## Activity 1
From the PRRS article, set down word for word the part that opens with the words containing "Pumping pits containing" and closes with "during the fall.".
## Activity 2
Answer these from the PRRS article:
(a) Which months see the largest increases in PRRS cases across the United States?
(b) Who, together with the biosecurity group, implemented the biosecurity plan?
(c) For about how long has Pipestone System been filtering sow barns?
## Activity 3
Translate this sentence from the PRRS article into Spanish: "These filters cost less than the previous filters, so air filtration is becoming more cost-effective."

## Document extract

PRRS season is almost upon us. Across the United States, the months of October, November, and December see the largest increases in cases. We don’t know exactly why, but there is speculation that it may have something to do with weather conditions changing in the fall, allowing the virus to remain in an aerosol form. Humidity, cloudiness, slow-moving winds, and cool temperatures are all associated with an uptick in PRRS infections.
Harvest may also have something to do with the increase in PRRS cases. During this time of year, there is so much activity in the field that leads to a lot of dust in the air, and the virus may attach to these dust particles. However, we haven’t really studied this as a potential risk factor.
Pumping pits containing slurry from infected populations and applying it on our fields may also be related to the spread of the PRRS virus.
Managing the increase
In any case, there are three things we can do to keep the number of PRRS cases at a minimum during the fall.
- Maintain a high level of biosecurity. Dr. Joel Nerem and our biosecurity group have implemented a rigorous plan across the system. This plan includes washing vehicles, showering into our farms, and following strict supply entry protocols—all things we know that, if practiced diligently, will reduce PRRS infection rates.
- Vaccinate grow-finish pigs. Work done by Pipestone Applied Research tells us we can reduce spread of PRRS from farm to farm by vaccinating grow-finish pigs (especially those near sow farms) with a modified live PRRS vaccine. Besides reducing viral shedding by these pigs, recent research tells us that vaccinated pigs grow faster and do better than unvaccinated pigs, so vaccination is good for the neighborhood and good for the individual farm.
- Filter sow barns. Pipestone System has been filtering sow barns for about five years. More than 50% of our barns are filtered—the most in the entire industry. To reduce the risk of airborne transfer of the PRRS virus, Pipestone System has also partnered with The 3M Company on a filter that improves airflow, catches more virus, and is more durable. We’ve begun installing these filters when the lifespan of our current filters runs out. These filters cost less than the previous filters, so air filtration is becoming more cost-effective.
Talk with your herd veterinarian, review your biosecurity protocols, discuss vaccination, and, if you filter, discuss the 3M option. If you do not filter, the idea of filtration is something you should seriously consider as we enter this season of higher PRRS infection.

## Data provided
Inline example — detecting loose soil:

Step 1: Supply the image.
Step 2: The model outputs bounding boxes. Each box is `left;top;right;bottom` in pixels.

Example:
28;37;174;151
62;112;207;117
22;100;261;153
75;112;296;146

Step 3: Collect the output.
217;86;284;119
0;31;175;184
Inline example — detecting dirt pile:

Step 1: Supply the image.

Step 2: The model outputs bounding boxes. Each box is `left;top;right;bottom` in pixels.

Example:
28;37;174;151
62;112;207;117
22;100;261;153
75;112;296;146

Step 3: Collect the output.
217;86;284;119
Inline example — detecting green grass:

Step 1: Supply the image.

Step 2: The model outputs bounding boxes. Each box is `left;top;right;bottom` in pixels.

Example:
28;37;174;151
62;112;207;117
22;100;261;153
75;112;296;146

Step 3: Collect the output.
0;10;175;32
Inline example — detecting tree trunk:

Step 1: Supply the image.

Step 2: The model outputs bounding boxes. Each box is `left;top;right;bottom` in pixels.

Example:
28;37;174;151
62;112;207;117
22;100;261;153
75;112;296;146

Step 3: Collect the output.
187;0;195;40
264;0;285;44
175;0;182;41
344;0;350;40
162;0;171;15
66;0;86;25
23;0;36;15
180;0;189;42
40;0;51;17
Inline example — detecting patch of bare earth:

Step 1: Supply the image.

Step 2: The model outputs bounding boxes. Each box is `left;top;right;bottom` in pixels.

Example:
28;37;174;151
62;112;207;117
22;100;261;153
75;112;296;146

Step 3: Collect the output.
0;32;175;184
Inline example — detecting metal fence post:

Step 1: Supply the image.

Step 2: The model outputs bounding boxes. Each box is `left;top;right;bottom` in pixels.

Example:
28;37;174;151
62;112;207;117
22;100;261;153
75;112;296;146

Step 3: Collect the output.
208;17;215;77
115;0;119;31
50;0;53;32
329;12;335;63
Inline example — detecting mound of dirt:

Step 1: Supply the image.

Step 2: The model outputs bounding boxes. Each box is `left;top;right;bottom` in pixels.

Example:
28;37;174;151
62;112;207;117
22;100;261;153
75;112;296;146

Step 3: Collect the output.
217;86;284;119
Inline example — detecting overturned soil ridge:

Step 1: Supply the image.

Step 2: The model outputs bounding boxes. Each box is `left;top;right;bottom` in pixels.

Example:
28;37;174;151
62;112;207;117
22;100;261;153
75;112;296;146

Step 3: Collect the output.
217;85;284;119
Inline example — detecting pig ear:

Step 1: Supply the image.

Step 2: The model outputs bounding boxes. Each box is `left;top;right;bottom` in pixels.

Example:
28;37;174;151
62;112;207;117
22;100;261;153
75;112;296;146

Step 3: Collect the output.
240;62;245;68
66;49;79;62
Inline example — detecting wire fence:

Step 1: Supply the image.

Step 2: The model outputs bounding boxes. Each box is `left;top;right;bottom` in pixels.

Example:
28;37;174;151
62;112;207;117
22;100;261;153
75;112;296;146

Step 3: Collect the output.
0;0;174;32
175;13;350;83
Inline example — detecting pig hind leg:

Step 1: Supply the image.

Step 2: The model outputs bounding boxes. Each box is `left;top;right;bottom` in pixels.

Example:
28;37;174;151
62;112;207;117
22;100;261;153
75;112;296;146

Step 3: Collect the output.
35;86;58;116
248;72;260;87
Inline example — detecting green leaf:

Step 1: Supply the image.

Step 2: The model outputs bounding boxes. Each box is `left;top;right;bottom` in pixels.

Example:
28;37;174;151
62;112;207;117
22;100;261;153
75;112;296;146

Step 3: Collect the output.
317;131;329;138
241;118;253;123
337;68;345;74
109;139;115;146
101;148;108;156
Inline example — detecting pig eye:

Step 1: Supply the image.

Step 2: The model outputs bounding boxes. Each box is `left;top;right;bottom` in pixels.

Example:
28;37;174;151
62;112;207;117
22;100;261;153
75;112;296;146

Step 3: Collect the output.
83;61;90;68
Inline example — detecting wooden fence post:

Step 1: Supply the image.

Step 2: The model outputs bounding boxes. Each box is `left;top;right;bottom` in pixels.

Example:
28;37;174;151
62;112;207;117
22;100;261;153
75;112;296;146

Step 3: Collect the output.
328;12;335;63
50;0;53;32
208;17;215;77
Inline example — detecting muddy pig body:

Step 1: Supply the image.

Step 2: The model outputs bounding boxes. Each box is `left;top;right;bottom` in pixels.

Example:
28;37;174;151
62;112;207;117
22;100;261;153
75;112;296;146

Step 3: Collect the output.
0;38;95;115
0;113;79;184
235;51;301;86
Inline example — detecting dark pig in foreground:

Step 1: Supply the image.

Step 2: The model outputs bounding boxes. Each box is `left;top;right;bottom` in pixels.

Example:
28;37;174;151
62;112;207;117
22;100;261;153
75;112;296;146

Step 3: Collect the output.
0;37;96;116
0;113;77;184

## Answer box 1
Pumping pits containing slurry from infected populations and applying it on our fields may also be related to the spread of the PRRS virus.
Managing the increase
In any case, there are three things we can do to keep the number of PRRS cases at a minimum during the fall.

## Answer box 2
(a) October, November, and December.
(b) Dr. Joel Nerem.
(c) About five years.

## Answer box 3
Estos filtros cuestan menos que los filtros anteriores, por lo que la filtración de aire se está volviendo más rentable.